* [Задания]
#1 Во имя чего, согласно отрывку об эмиграции и России, эмигранты отрицают настоящую Россию?
#2 Допишите отрывок об эмиграции и России, начав сразу после его последнего предложения.

* [Приведённый отрывок]
________________________

Этой России, засеянной не чертополохом, а страданием и по мере сил (конечно, не без компромиссов) отбивающейся от большевиков, эмиграция не видит и не чувствует. Вместе с большевиками, и, может быть, даже сильнее их, ненавидит она всю оставшуюся в России Россию: театр, искусство, литературу. Глубочайшая ложность такого отношения к России, которую я уже неоднократно доказывал и которую в этой статье пытался иллюстрировать на примере литературы, вскрывается ещё и тем, что оно до конца совпадает с большевицким.
Как ни страшно это сказать, но сказать всё-таки надо, что причина этого скорбного совпадения в том, что эмигранты и большевики одинаково отрицают настоящую (как в смысле настоящей-подлинной, так и в смысле настоящей-сегодняшней) Россию; первые во имя своих воспоминании о прошлом, вторые во имя своих выдумок о будущем. России же настоящей одинаково нет как без прошлого, так и без будущего, ибо настоящая Россия мыслима только как единство своего прошлого и своего будущего.
Утверждая это единство, т.е утверждая вечную Россию в её нынешнем облике, я отнюдь не проповедую конечно, никакой смычки с большевиками, но утверждаю лишь то, что творчески-существенная борьба ведется не между большевиками и эмигрантами, но между Россией и всеми её отрицателями как в стане эмигрантов, так и в стане большевиков.
Очерк VII
(О «Возрождении» и возвращенстве»)
Последние месяцы внутренней жизни эмиграции прошли под знаком двух дискуссий: «возрожденской» — о необходимости всеэмигрантского объединения для окончательного наступления на большевиков и «возвращенской» — о необходимости все-эмигрантского примирения с Советской Россией.

________________________

* [Исходные данные]
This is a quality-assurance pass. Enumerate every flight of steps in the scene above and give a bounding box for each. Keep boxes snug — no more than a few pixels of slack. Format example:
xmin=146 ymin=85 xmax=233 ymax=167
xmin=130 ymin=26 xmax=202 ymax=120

________________________

* [Итоговые ответы]
#1 Во имя своих воспоминаний о прошлом.

#2
Несмотря на непримиримость позиций Струве, убеждённого, что России не расцвести, если мы не начнем завтра же упорно «гнать» в монархических парниках «державный корень», и Пешехонова, уверенного, что мы неминуемо сами завянем и иссохнем, если не попытаемся, пока ещё не поздно, пустить корни в Советской России, — между обоими глашатаями последнего часа и предельного решения есть всё же нечто общее. Это общее — патриотическая настроенность обоих авторов. Монархист Струве проповедует, прежде всего, не монархию, а родину, и социалист Пешехонов тяготеет к Советской России не как к России всё-таки социалистической (точка зрения, близкая некоторым европейским социал-демократам), а исключительно только как к Россия, переживающей свой большой исторический час. Конечно, патриотизм Струве и по своему духовному содержанию, и по своей стилистике совсем не похож на патриотизм Пешехонова, но всё же и Струве, и Пешехонов ощущают и утверждают себя как патриоты.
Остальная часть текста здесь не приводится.